(Referring expression data)
· · · ·

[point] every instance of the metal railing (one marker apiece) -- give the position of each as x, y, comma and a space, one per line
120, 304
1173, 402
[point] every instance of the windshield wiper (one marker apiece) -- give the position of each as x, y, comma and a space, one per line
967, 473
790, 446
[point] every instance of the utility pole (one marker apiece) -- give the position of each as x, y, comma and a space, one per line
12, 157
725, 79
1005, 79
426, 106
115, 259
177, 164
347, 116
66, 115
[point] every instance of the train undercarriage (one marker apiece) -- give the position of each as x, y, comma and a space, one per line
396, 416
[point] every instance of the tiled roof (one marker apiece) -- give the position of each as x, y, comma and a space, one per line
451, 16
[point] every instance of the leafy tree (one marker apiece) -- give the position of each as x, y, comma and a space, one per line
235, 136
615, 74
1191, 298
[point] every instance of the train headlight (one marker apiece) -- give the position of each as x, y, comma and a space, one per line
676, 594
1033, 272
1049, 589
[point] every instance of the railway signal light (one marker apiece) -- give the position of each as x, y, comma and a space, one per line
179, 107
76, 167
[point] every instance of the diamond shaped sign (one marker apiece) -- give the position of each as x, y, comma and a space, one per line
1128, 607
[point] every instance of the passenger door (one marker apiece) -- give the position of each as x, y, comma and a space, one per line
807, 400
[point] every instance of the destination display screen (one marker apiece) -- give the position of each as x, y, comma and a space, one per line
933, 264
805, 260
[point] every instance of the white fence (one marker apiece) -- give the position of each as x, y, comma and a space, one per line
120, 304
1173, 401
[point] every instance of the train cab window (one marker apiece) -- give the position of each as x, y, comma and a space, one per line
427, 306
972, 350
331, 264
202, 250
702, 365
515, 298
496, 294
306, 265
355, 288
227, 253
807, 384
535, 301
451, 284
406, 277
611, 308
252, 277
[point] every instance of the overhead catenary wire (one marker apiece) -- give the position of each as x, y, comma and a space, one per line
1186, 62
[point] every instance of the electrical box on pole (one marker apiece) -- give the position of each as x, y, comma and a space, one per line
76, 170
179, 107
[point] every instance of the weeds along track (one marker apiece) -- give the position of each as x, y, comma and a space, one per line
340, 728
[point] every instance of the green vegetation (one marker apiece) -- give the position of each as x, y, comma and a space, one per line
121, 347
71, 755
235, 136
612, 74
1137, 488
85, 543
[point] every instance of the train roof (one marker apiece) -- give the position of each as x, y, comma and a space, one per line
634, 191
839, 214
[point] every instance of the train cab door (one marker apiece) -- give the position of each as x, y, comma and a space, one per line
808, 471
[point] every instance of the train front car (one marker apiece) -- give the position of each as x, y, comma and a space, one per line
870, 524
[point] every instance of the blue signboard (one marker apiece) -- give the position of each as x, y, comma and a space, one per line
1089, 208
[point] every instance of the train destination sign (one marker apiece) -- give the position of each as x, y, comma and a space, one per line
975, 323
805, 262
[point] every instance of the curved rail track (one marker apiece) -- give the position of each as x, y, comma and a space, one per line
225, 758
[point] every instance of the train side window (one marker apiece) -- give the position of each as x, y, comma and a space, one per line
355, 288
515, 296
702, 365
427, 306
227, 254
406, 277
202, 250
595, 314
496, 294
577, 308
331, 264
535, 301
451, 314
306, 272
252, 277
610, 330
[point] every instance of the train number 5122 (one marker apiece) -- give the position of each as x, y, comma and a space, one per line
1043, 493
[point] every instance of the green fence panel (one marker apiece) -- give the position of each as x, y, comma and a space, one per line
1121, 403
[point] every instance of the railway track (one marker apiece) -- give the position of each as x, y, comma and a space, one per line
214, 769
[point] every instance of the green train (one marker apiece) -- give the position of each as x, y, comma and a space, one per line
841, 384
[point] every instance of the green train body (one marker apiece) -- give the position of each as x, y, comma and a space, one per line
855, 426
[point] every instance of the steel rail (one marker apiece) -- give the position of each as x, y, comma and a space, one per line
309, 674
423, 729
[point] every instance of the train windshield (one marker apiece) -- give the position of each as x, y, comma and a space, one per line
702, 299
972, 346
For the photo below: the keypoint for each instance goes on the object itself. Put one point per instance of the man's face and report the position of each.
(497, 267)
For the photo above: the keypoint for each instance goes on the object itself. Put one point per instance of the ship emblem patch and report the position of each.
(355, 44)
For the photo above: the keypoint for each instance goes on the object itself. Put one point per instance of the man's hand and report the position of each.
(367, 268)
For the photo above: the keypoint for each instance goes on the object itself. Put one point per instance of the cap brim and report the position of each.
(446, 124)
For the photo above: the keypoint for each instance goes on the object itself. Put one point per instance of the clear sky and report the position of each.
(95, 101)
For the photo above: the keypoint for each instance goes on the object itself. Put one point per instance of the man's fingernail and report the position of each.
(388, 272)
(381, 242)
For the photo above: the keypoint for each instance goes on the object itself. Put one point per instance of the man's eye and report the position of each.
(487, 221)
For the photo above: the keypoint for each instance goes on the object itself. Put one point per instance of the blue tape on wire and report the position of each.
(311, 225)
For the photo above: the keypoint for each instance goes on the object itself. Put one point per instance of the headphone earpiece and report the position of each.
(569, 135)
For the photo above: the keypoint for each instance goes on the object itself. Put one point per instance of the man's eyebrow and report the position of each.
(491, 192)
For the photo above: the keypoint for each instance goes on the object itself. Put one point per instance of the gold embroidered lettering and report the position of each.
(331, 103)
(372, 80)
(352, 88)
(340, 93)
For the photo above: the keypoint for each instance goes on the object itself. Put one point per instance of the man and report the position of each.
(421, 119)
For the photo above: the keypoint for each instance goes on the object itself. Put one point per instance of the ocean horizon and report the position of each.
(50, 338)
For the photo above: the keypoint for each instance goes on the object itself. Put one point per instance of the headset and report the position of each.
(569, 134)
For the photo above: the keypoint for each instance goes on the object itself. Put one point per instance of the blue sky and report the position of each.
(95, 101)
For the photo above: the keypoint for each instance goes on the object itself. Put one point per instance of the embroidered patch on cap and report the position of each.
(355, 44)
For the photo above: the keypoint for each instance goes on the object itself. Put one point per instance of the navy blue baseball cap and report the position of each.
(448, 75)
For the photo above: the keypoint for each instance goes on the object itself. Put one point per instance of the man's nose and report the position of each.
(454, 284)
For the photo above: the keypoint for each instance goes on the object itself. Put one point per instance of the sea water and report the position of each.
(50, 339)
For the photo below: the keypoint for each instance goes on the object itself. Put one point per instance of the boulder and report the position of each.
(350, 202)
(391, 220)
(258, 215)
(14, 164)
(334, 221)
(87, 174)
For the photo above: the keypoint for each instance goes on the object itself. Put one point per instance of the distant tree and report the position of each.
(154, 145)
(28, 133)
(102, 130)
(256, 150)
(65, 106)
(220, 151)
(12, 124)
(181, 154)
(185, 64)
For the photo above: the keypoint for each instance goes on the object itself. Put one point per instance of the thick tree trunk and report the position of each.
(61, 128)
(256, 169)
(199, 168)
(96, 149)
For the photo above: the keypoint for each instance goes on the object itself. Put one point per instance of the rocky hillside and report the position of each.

· · · ·

PROBLEM TO SOLVE:
What you return must match the entries exactly, word for word.

RESPONSE BOX:
[point] every instance of the metal railing (one marker apiece) -- give the position of each as x, y, comma and a space, one per line
120, 304
1173, 402
[point] every instance of the windshield wiper (one marker apiece) -- give the position of each as x, y, comma and a space, one per line
967, 473
790, 446
[point] every instance of the utility pole (one marker apiece) -- give the position of each as x, y, comma and a space, one per line
12, 157
725, 79
1005, 79
426, 106
115, 259
177, 164
347, 116
66, 115
[point] every instance of the train undercarriage (one marker apiece) -- give the position of each as x, y, comma and a space, one per line
396, 416
[point] every instance of the tiled roof (one marker apiece) -- give the position of each as x, y, comma and a space, one per line
451, 16
[point] every instance of the leafy tree (one marker apiece) -- give the position of each as x, y, comma and a space, one per line
235, 136
615, 74
1191, 298
[point] every instance of the train headlight (one marker apiece) -- give the position of each as x, y, comma and a space, one per line
676, 594
1033, 272
1049, 589
[point] every instance of the railway signal light (one marker apiece) -- give the position of each as x, y, comma and a space, one per line
179, 107
76, 167
[point] every instance of the diamond shaped sign (one marker apiece) -- give the position of each as x, y, comma and a space, one per line
1128, 607
[point] every instance of the passenger door (one marker apiece) -- give the position of each as x, y, comma and a space, one per line
807, 400
[point] every instance of the destination display screen (one marker apiece) -- give the position of each as x, y, comma and a space, one per line
933, 264
805, 260
[point] every instance of the white fence (one marker apiece) -- give the position of each as x, y, comma and a space, one per line
120, 304
1173, 401
[point] every instance of the train cab window (one marker apiece) -- give the position of each as x, y, comma and a space, one per line
427, 306
972, 350
331, 264
202, 250
702, 365
515, 298
496, 294
306, 265
355, 288
227, 253
807, 384
535, 301
451, 284
406, 277
611, 308
252, 277
[point] every instance of the overhead catenary wire (one marker apiece) -- give the position of each as x, y, comma and a space, one per line
1186, 62
[point] every instance of the electrical box on pole (one marker apiece) -- give the position of each as x, y, comma and a space, one per line
76, 170
179, 107
[point] every instance of the weeds along track (one marker apiece) -- give the position of each as x, y, comma and a space, one per line
340, 728
[point] every instance of the green vegetation (one marker apiece) -- give the position of each as x, y, comma and a space, one per line
121, 347
71, 755
235, 136
612, 74
1137, 488
85, 543
[point] every instance of the train roof (one marker apiece) -- give the position of each as x, y, comma and a space, one per line
634, 191
839, 214
[point] every instance of the train cab door (one marker apiece) -- give the position of each as x, y, comma and a space, one per line
808, 471
[point] every instance of the train front car (one marker apiece) -- give the position of each as x, y, comma and a space, one per line
870, 524
[point] every instance of the blue signboard (one marker apiece) -- give the position of each as x, y, comma and a space, one per line
1089, 208
[point] every instance of the train destination sign (one marker apiece) -- give the position of each as x, y, comma and a space, one per line
975, 323
805, 262
[point] every instance of the curved rail track (one marker apiece) -- give the position of each as x, y, comma and a space, one per line
225, 758
[point] every instance of the train side window (one marker apiece) -- give the position of each as x, y, comma and a space, one per line
355, 288
515, 296
702, 365
427, 306
227, 254
406, 277
202, 250
595, 314
496, 294
577, 308
331, 264
535, 301
451, 314
306, 272
252, 277
610, 330
[point] every instance of the train number 5122 (one marker apiece) -- give the position of each as x, y, comma and a space, one per line
1043, 493
[point] every instance of the green fence panel (one marker apiece) -- give the position of each as x, y, comma and a space, one per line
1121, 403
[point] every instance of the railway track (one marker apiece) -- give the position of each as x, y, comma and a space, one per line
214, 769
[point] every instance of the green train (one marker apiece) -- give the position of each as x, y, comma and a space, one per line
841, 384
[point] every instance of the green train body (one marker apiece) -- give the position of each as x, y, comma and a space, one per line
855, 426
[point] every instance of the steel rail (one marker apiece) -- give the position of each as x, y, comma and a space, one per line
309, 674
423, 729
[point] every instance of the train windshield (one marker apiece) -- give the position of each as x, y, comma and a space, one per line
702, 299
972, 346
For the photo below: the keypoint for each instance goes on the object itself. Put one point per instance of the man's face and report the position of each.
(497, 267)
For the photo above: the keypoint for each instance goes on the object itself. Put one point per instance of the ship emblem patch and report the position of each.
(355, 44)
For the photo above: the keypoint for each instance goes on the object itself. Put one point per instance of the man's hand and report the position of each.
(367, 268)
For the photo above: the keypoint for each instance goes on the object itself. Put one point per instance of the cap brim and report the position of each.
(446, 124)
For the photo above: the keypoint for each instance goes on the object itself. Put one point per instance of the clear sky and report the position of each.
(95, 101)
For the photo above: the keypoint for each instance goes on the object itself. Put one point per instance of the man's fingernail and report the position of each.
(388, 272)
(381, 242)
For the photo above: the keypoint for each instance goes on the object itself. Put one point per instance of the man's eye and report the position of each.
(487, 221)
For the photo above: the keypoint for each instance goes on the object itself. Put one point per instance of the blue tape on wire and report the position of each.
(311, 225)
For the photo above: the keypoint for each instance goes on the object itself. Put one point per instance of the headphone earpiece and report the position of each.
(569, 135)
For the photo above: the keypoint for each instance goes on the object itself. Put one point per instance of the man's eyebrow and report the position of each.
(491, 192)
For the photo above: the keypoint for each instance goes on the object itself. Put one point per instance of the gold embroidered lettering and report the position of each.
(331, 103)
(372, 80)
(352, 88)
(340, 93)
For the photo above: the keypoint for each instance goes on the object itself. Put one point per instance of the man and report the position of each.
(421, 119)
For the photo above: the keypoint for each instance goes on the object itself. Put one point per instance of the ocean horizon and report the position of each.
(50, 338)
For the photo above: the keypoint for each instance goes on the object itself. Put one point per instance of the headset and report the position of each.
(569, 134)
For the photo above: the keypoint for each instance goes on the object itself. Put one point per instance of the blue sky and report the position of each.
(95, 101)
For the photo above: the keypoint for each instance goes on the object itself. Put one point per instance of the embroidered patch on cap and report the position of each.
(355, 44)
For the photo above: the keypoint for each instance goes on the object itself. Put one point per instance of the navy blue baseball cap and report the position of each.
(448, 75)
For the photo above: the keypoint for each instance goes on the object itself. Put one point per instance of the man's nose and report the position of each.
(454, 284)
For the photo above: the keypoint for each instance goes on the object itself. Put one point per instance of the sea water and report the position of each.
(50, 339)
For the photo below: the keypoint for each instance goes on the object itself. Put one point per instance of the boulder and report the position of each.
(350, 202)
(391, 220)
(258, 215)
(14, 164)
(334, 221)
(87, 174)
For the photo above: the keypoint for each instance goes on the object itself. Put one point per instance of the distant tree and report the position of each.
(154, 145)
(28, 133)
(102, 130)
(256, 150)
(65, 106)
(220, 151)
(12, 124)
(181, 154)
(185, 64)
For the photo above: the keypoint for each instance goes on the object itself. Put one point per instance of the thick tree trunk and report the position of each.
(61, 128)
(256, 169)
(199, 168)
(96, 149)
For the photo above: the keypoint for each instance goes on the object itself. Put one point per instance of the rocky hillside and report the position of each.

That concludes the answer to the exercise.